[What you have to do]
Copy out the following records word for word, with every line unchanged.

(Records from a pointing dataset)

========================

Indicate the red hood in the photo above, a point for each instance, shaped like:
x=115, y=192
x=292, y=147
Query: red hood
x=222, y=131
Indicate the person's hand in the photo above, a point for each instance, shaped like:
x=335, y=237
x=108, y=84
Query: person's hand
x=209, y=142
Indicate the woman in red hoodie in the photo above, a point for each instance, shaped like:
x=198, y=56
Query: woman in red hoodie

========================

[Solution for this task]
Indicate the red hood in the photo above, a point for each instance, shaped like:
x=115, y=192
x=292, y=147
Query: red hood
x=222, y=131
Indicate the person's hand in the photo above, a point for each instance, shaped like:
x=335, y=237
x=108, y=84
Query: person's hand
x=209, y=142
Indicate the woman in red hoodie in the photo above, a point for each instance, shaped like:
x=198, y=56
Query: woman in red hoodie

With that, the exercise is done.